## WHAT YOU HAVE TO DO
Transcribe the stretch of items from the line containing "knee in this photo as pixel coordinates." through the end of the items, both included, keeping each line exactly as it is.

## RAW DATA
================================

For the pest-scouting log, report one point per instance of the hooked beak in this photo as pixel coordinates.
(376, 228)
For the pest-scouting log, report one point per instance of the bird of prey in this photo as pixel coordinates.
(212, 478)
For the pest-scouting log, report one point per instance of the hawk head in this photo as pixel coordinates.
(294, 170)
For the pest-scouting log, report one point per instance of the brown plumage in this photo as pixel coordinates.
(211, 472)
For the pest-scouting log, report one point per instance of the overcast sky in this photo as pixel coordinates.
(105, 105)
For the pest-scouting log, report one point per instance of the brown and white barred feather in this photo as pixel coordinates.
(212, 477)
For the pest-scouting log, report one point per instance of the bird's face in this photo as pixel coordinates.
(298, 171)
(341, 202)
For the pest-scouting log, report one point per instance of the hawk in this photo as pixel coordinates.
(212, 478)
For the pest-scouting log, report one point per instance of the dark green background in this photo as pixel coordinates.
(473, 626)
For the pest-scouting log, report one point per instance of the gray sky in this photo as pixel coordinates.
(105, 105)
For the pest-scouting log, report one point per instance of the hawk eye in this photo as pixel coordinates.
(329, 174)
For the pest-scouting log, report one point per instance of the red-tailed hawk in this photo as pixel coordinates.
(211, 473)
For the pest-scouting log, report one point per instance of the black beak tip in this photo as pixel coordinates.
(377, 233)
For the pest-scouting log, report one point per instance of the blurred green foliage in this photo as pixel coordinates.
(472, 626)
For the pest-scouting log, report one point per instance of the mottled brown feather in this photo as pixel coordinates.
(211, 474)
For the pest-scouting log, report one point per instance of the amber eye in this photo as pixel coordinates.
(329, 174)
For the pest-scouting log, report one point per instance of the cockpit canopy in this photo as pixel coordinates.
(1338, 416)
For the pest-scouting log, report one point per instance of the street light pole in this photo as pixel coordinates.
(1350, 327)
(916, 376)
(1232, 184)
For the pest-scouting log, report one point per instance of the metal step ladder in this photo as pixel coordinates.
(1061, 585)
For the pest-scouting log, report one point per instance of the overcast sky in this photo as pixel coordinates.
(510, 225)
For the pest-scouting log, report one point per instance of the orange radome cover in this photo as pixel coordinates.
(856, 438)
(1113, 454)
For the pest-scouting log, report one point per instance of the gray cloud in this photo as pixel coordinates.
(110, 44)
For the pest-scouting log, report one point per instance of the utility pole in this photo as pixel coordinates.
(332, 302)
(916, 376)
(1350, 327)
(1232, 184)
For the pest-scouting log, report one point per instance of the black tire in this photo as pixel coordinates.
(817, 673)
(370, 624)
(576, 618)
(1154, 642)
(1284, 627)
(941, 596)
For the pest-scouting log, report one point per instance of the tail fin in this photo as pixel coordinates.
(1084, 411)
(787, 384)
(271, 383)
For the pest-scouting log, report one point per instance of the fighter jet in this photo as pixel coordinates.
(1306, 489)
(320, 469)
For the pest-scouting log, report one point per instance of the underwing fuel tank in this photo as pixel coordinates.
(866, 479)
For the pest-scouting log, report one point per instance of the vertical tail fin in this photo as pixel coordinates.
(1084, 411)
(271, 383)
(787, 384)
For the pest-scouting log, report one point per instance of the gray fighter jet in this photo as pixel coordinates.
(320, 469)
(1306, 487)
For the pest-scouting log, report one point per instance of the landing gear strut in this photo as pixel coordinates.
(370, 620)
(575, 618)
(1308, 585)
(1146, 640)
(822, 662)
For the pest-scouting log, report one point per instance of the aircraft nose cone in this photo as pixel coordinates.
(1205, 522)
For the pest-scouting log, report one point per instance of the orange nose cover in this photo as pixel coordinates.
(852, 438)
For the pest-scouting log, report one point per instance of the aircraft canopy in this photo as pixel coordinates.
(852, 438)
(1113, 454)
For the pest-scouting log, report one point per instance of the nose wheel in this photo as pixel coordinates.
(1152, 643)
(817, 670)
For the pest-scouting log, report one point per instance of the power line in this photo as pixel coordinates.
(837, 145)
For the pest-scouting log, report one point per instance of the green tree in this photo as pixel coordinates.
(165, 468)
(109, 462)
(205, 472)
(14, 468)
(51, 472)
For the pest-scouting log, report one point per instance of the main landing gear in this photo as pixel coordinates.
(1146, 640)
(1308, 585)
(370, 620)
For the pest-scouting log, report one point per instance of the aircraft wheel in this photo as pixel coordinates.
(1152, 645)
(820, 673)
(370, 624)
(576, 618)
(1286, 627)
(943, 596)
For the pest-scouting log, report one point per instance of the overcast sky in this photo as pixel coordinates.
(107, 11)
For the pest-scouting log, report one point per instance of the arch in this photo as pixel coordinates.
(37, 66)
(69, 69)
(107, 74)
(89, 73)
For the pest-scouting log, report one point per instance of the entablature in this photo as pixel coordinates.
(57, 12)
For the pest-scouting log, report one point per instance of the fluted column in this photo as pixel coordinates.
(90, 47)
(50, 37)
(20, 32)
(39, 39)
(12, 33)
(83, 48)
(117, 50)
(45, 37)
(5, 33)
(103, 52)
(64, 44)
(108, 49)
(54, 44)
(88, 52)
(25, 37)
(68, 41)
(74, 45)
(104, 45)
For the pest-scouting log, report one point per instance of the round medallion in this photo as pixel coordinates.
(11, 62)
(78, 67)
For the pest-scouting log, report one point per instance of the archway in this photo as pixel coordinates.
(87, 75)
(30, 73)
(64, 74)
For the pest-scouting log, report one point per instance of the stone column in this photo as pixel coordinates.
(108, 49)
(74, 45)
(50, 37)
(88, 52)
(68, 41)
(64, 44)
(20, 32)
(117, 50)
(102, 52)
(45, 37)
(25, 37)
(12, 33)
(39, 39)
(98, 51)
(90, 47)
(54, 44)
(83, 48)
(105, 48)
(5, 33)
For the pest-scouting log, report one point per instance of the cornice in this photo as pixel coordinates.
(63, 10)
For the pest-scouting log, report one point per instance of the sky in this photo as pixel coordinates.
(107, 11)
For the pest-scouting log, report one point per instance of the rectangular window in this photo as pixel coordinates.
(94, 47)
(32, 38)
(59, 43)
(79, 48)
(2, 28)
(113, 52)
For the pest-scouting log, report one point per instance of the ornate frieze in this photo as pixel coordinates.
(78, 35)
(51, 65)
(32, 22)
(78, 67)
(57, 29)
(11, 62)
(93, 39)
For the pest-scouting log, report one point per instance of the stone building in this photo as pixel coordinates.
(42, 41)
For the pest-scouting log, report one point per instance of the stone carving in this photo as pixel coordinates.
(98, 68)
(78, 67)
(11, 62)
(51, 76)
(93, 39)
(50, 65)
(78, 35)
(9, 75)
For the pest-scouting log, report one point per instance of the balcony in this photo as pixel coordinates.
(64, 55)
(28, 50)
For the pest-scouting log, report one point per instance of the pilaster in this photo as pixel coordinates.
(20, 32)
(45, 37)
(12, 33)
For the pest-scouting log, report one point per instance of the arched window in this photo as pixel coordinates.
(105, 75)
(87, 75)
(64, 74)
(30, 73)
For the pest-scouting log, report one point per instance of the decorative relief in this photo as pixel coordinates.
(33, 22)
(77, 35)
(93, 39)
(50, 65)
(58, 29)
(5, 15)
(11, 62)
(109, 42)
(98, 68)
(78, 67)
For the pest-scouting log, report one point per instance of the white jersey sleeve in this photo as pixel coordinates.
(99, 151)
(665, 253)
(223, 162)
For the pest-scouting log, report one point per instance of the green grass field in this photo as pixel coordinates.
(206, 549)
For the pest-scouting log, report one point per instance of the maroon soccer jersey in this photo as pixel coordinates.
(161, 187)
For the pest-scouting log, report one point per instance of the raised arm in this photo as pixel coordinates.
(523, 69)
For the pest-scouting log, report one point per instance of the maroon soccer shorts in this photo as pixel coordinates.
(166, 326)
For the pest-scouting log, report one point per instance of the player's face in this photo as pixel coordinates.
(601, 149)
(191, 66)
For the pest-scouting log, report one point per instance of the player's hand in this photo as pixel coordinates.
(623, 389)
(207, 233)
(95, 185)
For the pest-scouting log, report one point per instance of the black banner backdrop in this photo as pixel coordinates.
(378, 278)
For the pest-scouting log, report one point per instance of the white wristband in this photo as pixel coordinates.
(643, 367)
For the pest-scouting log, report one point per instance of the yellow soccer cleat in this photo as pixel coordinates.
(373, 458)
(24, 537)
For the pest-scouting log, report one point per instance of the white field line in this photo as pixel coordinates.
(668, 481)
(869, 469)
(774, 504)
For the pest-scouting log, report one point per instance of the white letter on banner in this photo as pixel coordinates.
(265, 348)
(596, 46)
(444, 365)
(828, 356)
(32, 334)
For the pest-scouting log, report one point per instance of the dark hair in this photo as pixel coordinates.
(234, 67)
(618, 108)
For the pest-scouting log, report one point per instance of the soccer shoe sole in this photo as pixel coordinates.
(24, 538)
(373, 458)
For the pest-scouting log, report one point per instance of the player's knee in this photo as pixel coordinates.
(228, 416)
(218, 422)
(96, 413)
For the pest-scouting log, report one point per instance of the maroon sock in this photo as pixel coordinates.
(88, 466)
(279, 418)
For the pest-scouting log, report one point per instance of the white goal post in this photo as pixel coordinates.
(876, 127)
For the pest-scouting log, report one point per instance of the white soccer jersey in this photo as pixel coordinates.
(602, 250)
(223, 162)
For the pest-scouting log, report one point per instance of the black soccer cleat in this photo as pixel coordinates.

================================

## RESULT OF THE EXERCISE
For the pest-scouting log, report one point per instance of the player's knee in this photo as pixel coordinates.
(228, 416)
(218, 422)
(96, 413)
For the pest-scouting log, report one point per instance of the maroon sock in this photo as pixel coordinates.
(88, 466)
(279, 418)
For the pest-scouting log, report one point per instance of the white goal post in this photo as pixel coordinates.
(876, 127)
For the pest-scouting log, report one point per instance of the white soccer jersey in this photo as pixel coordinates.
(602, 250)
(223, 162)
For the pest-scouting log, report one point per instance of the black soccer cleat in this photo as pixel coordinates.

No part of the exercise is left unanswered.